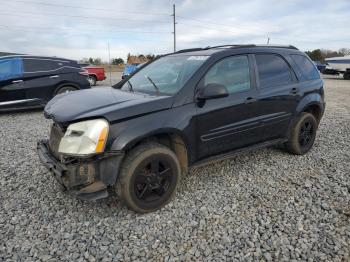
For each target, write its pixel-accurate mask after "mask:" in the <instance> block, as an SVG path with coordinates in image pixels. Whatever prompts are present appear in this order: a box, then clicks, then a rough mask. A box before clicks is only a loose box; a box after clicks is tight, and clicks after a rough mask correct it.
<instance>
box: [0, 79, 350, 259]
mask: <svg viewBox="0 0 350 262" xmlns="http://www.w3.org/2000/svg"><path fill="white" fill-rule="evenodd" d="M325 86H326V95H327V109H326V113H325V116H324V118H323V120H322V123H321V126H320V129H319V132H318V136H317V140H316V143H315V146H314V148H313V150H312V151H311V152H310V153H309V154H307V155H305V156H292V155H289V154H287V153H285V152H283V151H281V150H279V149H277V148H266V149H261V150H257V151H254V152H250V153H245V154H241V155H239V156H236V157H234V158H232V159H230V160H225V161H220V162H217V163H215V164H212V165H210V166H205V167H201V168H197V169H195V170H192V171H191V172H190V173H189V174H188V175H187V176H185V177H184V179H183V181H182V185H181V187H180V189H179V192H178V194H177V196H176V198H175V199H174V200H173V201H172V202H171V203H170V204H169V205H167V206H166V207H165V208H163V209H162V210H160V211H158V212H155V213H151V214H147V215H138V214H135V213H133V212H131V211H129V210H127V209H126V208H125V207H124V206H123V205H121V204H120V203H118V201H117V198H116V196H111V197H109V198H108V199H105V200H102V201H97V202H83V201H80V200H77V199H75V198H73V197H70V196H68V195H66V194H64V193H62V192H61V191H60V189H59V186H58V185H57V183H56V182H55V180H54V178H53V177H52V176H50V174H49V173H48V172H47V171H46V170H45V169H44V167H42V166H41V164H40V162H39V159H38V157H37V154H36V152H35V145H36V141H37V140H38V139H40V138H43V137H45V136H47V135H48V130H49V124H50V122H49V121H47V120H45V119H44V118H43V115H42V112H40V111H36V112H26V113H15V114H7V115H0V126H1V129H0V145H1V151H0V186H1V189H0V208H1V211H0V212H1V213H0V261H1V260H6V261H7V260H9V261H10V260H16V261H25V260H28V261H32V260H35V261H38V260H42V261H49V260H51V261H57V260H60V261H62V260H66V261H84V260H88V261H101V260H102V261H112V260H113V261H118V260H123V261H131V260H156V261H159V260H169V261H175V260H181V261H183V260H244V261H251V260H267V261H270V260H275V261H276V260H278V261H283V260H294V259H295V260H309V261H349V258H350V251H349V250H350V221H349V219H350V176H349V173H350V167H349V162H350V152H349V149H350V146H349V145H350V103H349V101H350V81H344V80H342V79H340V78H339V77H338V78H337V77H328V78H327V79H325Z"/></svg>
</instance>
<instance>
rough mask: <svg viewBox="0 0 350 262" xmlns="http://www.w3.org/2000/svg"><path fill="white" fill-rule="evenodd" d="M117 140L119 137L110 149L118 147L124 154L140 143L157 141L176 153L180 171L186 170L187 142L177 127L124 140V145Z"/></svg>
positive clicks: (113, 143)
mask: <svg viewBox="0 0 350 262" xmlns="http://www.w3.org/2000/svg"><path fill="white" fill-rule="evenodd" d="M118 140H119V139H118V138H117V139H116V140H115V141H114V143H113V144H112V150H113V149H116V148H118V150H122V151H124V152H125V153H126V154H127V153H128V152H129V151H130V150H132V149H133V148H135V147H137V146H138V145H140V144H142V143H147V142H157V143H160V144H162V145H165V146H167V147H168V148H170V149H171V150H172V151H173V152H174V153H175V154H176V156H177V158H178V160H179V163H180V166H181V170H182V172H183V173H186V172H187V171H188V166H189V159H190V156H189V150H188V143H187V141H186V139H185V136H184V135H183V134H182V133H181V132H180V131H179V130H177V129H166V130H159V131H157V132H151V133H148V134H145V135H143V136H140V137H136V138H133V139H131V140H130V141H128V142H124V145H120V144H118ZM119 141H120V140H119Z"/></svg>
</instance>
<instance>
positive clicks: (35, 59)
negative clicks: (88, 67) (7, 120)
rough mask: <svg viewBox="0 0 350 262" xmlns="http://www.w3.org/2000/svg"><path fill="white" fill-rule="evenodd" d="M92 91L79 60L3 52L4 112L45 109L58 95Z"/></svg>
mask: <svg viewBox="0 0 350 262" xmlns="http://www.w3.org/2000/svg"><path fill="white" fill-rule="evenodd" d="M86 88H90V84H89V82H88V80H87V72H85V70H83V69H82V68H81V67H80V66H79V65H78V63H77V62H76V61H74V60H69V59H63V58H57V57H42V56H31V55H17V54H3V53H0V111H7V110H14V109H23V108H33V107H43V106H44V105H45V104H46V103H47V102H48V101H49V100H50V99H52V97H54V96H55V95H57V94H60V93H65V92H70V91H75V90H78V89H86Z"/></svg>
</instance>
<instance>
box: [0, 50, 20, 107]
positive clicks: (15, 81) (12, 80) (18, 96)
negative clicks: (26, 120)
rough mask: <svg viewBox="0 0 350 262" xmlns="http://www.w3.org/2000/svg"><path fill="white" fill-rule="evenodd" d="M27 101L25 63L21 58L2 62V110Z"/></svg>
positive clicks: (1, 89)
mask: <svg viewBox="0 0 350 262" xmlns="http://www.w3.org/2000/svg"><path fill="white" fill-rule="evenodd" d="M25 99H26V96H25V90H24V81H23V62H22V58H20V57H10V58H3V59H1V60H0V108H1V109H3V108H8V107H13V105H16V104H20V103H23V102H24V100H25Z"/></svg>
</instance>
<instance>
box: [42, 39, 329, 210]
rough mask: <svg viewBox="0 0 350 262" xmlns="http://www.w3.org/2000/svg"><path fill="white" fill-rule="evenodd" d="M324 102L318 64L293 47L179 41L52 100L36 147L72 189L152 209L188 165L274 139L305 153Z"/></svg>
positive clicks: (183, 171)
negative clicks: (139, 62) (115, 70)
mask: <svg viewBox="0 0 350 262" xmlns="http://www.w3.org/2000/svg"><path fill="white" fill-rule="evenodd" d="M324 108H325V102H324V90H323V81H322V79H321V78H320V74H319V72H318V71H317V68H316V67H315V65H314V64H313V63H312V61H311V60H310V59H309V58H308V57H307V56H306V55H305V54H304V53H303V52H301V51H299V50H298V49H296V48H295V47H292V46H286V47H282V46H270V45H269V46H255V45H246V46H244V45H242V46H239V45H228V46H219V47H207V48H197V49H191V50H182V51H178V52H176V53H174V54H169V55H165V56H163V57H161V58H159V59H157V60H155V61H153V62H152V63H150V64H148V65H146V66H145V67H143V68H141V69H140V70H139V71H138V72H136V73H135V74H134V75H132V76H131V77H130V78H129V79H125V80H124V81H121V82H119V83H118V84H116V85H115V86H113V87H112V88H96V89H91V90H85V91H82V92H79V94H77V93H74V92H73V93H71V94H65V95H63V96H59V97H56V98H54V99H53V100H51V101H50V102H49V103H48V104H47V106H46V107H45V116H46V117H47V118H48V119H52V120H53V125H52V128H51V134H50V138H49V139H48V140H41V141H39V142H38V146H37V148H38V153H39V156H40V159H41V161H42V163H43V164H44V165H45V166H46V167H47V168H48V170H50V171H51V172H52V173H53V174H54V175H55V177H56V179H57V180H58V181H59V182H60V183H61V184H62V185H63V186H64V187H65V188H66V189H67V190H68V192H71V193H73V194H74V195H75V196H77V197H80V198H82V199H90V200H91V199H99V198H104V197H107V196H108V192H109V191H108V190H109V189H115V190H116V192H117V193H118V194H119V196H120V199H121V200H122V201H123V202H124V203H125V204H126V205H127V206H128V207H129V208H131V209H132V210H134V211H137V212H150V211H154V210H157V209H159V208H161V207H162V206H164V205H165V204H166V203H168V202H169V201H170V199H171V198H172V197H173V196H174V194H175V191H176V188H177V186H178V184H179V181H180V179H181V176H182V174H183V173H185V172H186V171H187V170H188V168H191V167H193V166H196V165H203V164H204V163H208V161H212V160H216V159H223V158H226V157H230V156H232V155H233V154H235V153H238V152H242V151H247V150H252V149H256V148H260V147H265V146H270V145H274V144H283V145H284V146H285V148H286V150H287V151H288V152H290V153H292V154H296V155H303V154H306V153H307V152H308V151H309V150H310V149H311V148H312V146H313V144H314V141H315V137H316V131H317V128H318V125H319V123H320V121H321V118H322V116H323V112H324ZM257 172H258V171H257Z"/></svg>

▸ What the task asks:
Please copy the entries word for word from their beginning through the line containing "box: [0, 79, 350, 259]", including that line, and leave the pictures out of your copy.

▸ Expected answer:
For each target, write its pixel-accurate mask after "mask:" in the <instance> block, as an SVG path with coordinates in image pixels. Whatever prompts are present appear in this order: a box, then clicks, then a rough mask. A box before clicks is only a loose box; a box after clicks is tight, and clicks after a rough mask correct it.
<instance>
box: [0, 79, 350, 259]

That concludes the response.